- _Stated goal A_
In the mortgage agreement excerpt below, which exhibit to the Agreement is the Mortgage Loan Schedule attached as?

- _Selected text_
Mortgage Loan Schedule: The schedule of Mortgage Loans setting forth certain information with respect to the Mortgage Loans, including the applicable PHH Servicing Fee Rate and the applicable Prepayment Charge, if any, with respect to each Mortgage Loan, which Mortgage Loan Schedule is attached as Exhibit B to this Agreement.
 
18.
The definition of “Note Rate” in Article I is hereby amended in its entirety to read as follows:
 
Note Rate: The annual rate of interest borne on a Mortgage Note after giving effect to any applicable Relief Act Reduction.
 
19.
A new definition of “Opinion of Counsel” is hereby added to Article I to read as follows:
 
Opinion of Counsel A written opinion of counsel, who may be an employee of the Servicer, that is reasonably acceptable to the Trustee, and the Master Servicer provided that any Opinion of Counsel relating to (a) qualification of the Mortgage Loans in a REMIC or (b) compliance with the REMIC Provisions, must be an opinion of counsel reasonably acceptable to the Trustee, the Master Servicer and the Seller, who (i) is in fact independent of any Seller, the Servicer and any master servicer of the Mortgage Loans, (ii) does not have any material direct or indirect financial interest in the Servicer or any master servicer of the Mortgage Loans or in an affiliate of any such entity and (iii) is not connected with any Seller, the Servicer or any master servicer of the Mortgage Loans as an officer, employee, director or person performing similar functions.
 
20.

- _Stated goal B_
Collect every line of the entries below that contains the string "slope". Case counts.

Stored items
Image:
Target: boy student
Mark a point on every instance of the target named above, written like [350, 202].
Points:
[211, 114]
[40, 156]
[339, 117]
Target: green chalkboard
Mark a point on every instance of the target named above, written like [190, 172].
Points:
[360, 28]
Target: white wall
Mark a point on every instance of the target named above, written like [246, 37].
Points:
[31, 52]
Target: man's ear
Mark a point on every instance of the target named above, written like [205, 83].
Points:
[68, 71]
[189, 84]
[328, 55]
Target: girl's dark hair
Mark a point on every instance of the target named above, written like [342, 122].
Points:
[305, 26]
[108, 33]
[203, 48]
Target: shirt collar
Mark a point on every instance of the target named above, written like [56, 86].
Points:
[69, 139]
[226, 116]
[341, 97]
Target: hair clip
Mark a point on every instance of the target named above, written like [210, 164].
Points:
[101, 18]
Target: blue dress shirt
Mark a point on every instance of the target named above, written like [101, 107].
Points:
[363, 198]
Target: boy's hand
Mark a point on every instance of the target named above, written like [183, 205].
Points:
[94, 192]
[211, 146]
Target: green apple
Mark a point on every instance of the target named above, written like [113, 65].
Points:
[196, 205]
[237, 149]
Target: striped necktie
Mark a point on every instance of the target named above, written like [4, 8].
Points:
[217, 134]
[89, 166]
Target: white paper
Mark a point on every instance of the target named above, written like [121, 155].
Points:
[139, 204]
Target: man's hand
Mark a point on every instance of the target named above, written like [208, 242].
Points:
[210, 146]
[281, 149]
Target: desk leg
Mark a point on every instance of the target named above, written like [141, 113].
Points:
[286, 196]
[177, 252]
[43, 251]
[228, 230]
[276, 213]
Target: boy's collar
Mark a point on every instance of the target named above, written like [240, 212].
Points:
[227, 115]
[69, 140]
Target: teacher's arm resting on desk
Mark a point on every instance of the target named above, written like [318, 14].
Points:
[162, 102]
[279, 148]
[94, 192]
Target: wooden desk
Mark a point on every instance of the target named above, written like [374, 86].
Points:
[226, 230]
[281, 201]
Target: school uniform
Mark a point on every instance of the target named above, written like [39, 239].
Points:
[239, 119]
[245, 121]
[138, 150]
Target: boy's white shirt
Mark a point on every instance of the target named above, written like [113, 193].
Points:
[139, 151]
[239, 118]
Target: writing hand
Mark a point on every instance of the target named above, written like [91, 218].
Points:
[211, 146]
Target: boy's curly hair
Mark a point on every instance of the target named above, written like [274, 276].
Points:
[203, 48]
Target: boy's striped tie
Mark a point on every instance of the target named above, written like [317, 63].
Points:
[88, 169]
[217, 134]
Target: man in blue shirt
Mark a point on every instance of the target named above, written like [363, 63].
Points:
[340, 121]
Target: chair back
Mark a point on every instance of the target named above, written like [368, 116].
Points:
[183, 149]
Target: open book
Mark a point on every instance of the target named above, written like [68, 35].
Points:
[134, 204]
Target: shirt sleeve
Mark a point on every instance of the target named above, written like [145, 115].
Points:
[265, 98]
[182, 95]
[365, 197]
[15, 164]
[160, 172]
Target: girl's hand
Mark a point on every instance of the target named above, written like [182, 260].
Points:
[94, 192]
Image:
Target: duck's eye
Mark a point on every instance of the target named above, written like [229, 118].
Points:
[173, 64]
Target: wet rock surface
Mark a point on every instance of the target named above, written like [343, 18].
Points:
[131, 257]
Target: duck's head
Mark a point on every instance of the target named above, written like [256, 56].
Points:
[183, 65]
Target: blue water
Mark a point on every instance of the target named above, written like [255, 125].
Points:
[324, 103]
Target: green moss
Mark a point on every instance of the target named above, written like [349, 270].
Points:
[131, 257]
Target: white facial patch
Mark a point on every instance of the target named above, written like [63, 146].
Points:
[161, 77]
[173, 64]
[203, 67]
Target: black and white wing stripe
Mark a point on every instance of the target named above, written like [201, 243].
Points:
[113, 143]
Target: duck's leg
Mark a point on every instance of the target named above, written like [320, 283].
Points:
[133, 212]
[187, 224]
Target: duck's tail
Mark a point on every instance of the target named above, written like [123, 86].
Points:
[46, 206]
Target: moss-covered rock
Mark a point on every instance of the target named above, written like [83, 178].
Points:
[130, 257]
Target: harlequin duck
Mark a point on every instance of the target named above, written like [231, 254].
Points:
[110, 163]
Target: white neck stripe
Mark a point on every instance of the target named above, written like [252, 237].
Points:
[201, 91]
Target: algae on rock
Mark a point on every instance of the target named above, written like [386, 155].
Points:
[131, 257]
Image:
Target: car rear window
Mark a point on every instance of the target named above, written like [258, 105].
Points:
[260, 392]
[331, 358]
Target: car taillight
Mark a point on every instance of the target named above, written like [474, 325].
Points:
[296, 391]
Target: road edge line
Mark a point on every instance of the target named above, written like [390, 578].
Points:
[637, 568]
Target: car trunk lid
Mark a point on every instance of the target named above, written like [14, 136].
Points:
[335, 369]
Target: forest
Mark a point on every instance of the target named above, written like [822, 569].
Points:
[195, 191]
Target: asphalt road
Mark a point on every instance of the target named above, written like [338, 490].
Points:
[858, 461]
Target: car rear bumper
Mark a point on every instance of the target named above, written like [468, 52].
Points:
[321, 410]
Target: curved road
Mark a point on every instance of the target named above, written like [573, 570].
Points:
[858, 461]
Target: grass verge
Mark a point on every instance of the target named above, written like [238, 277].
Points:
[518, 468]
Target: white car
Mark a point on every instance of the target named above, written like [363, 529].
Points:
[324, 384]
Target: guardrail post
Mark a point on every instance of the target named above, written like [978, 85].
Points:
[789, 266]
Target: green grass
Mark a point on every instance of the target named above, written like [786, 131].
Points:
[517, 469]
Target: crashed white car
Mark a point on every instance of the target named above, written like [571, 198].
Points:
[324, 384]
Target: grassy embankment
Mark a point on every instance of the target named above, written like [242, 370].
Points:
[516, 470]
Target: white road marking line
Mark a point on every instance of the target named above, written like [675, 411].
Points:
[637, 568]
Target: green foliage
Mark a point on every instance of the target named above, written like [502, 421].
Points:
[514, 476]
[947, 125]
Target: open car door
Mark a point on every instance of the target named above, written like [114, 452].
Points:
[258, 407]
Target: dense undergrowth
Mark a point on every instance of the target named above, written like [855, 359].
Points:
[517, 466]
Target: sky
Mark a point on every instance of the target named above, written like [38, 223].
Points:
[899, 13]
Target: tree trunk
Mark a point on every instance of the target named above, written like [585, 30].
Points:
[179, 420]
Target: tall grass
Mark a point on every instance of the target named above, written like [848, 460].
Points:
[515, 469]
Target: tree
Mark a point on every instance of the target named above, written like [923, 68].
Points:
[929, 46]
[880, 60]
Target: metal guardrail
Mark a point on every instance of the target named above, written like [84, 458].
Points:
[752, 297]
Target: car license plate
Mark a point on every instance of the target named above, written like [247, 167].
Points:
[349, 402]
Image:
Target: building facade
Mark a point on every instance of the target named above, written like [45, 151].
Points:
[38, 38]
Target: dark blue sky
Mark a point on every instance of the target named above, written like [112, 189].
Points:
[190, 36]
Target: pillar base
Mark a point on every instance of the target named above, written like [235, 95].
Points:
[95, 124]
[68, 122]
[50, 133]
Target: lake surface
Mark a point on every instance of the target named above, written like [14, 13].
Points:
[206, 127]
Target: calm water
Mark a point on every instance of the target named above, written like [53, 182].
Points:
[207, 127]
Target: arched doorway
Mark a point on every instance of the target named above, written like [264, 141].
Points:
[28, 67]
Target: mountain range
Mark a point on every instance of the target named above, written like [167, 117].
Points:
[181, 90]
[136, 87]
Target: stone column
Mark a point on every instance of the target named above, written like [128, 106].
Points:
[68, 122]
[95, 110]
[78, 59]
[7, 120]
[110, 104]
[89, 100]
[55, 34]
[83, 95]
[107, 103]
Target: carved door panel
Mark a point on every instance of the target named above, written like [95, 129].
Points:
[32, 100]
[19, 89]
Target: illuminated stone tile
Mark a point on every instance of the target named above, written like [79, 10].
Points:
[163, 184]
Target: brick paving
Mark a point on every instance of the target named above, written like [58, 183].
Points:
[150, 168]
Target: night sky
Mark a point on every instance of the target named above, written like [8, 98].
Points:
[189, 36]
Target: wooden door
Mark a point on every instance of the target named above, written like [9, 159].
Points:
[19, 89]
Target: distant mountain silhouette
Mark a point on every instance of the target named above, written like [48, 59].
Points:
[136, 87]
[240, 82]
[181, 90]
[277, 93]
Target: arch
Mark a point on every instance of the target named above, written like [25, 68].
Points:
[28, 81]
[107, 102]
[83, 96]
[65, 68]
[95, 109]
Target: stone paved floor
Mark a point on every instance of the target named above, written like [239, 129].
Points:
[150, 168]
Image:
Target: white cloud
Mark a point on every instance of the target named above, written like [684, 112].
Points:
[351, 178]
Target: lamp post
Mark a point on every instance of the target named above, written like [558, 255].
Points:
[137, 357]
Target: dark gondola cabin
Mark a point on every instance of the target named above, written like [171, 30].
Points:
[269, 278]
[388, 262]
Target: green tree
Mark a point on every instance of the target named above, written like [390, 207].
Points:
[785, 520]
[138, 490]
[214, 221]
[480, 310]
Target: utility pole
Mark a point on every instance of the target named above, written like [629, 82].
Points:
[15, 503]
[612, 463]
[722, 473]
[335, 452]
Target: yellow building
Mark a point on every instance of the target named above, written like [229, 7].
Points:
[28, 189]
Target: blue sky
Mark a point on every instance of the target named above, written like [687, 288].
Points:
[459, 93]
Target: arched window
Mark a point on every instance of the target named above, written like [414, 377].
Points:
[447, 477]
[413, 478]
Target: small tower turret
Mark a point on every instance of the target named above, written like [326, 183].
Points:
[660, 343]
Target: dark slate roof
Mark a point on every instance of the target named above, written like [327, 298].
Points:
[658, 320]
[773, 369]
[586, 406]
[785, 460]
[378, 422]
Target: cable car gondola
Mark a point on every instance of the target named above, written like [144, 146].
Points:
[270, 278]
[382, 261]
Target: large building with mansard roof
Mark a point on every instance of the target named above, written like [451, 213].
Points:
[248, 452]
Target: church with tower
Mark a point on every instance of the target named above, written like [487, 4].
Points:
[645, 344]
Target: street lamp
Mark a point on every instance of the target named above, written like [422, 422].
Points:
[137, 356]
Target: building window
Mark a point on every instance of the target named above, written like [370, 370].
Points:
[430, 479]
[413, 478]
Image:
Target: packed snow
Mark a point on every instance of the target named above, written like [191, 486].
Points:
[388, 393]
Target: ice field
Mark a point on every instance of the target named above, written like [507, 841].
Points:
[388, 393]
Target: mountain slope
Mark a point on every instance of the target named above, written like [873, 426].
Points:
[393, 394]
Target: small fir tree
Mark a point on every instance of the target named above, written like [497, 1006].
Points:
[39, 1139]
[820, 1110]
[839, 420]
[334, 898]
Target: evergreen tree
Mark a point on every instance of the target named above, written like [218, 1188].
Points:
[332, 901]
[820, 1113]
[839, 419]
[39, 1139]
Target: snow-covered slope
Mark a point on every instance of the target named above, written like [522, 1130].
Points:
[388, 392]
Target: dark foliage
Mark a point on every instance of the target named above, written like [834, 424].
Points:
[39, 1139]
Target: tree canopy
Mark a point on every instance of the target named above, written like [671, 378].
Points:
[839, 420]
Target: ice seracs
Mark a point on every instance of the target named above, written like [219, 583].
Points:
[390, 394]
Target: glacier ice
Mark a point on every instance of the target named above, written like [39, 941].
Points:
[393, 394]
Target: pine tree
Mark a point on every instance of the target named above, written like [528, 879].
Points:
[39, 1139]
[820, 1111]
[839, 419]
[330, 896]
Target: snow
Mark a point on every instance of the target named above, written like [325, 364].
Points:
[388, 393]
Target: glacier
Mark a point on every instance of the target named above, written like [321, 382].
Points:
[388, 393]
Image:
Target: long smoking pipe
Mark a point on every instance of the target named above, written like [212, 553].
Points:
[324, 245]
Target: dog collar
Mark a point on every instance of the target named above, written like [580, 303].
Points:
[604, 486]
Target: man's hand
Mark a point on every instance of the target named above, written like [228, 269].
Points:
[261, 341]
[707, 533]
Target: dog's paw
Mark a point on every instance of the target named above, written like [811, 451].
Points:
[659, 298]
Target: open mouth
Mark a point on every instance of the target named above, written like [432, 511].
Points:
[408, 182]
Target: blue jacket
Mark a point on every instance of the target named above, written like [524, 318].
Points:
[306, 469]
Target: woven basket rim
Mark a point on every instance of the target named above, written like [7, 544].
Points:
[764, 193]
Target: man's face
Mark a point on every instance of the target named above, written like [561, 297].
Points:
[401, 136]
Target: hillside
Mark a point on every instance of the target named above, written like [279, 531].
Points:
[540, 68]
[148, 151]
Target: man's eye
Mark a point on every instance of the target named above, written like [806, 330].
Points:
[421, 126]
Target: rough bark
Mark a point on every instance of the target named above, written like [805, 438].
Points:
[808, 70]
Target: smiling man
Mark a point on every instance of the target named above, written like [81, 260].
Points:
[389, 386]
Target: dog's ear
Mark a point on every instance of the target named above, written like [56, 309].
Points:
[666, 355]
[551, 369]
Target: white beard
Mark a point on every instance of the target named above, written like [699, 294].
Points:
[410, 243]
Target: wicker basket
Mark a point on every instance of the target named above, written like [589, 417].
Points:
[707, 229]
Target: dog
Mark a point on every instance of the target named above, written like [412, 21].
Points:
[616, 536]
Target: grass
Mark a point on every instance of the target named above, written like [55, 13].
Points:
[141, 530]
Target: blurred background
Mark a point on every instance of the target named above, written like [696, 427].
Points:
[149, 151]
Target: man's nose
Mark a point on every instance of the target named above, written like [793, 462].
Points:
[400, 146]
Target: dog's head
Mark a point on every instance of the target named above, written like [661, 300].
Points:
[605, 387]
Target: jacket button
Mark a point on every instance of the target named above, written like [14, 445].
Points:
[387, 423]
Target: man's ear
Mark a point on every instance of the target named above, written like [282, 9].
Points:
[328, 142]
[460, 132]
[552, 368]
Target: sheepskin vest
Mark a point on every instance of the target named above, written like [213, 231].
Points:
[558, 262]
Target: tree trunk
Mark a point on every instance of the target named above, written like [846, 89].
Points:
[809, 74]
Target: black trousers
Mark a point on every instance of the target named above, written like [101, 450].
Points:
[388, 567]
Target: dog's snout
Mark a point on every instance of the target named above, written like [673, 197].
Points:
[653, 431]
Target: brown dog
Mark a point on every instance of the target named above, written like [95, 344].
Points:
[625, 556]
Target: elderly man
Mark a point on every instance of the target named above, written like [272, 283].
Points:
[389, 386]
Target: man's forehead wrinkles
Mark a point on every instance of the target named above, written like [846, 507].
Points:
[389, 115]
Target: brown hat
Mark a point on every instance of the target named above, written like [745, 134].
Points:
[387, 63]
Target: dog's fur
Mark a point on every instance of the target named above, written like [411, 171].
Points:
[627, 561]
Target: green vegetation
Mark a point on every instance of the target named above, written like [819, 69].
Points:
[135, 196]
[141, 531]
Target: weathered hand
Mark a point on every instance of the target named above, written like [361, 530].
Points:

- _Complete response A_
Exhibit B

- _Complete response B_
Target: mountain slope
Target: snow-covered slope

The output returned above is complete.